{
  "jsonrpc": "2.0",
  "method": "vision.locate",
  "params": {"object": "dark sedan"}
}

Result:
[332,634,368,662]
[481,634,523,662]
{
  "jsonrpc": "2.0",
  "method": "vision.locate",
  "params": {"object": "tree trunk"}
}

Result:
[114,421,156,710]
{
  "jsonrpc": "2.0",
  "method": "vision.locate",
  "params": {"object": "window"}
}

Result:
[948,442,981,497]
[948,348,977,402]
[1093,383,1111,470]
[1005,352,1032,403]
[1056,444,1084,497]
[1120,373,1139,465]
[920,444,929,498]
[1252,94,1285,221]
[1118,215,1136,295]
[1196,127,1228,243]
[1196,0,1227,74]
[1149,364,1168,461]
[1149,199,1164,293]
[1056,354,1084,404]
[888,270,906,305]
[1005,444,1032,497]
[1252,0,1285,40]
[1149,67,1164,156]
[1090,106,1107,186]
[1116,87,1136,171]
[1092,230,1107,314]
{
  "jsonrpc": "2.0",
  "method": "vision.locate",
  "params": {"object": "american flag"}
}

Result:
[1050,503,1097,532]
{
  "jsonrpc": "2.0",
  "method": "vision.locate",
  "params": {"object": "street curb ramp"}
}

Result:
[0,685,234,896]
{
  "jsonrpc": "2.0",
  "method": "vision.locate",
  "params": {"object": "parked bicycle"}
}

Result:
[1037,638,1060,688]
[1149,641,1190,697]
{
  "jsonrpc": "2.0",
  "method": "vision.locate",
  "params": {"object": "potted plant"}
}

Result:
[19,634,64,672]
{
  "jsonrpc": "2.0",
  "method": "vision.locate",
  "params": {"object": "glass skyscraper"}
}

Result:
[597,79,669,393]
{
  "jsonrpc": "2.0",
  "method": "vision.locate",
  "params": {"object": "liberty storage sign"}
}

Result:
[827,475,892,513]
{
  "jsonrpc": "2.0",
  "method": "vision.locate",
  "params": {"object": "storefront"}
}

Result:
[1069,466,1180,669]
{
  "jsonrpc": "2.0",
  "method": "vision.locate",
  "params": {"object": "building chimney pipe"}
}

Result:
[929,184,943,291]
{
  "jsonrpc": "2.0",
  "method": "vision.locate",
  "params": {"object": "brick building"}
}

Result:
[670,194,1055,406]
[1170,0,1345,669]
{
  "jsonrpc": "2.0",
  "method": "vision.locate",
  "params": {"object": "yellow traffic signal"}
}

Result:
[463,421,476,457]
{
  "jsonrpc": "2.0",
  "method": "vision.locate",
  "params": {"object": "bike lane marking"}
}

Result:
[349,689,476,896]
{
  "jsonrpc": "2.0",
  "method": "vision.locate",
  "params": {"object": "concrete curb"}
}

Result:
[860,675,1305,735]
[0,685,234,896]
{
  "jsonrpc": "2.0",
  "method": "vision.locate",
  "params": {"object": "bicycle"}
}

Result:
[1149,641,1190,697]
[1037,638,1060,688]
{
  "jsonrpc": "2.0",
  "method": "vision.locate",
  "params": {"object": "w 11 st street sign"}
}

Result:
☆ ☆ ☆
**WORK INSTRUCTIONS:**
Go through the data above and pick out each line that contains the word "street". Copy those lines out in full.

**PROBLEM SOLUTION:**
  "params": {"object": "street curb ramp"}
  "params": {"object": "w 11 st street sign"}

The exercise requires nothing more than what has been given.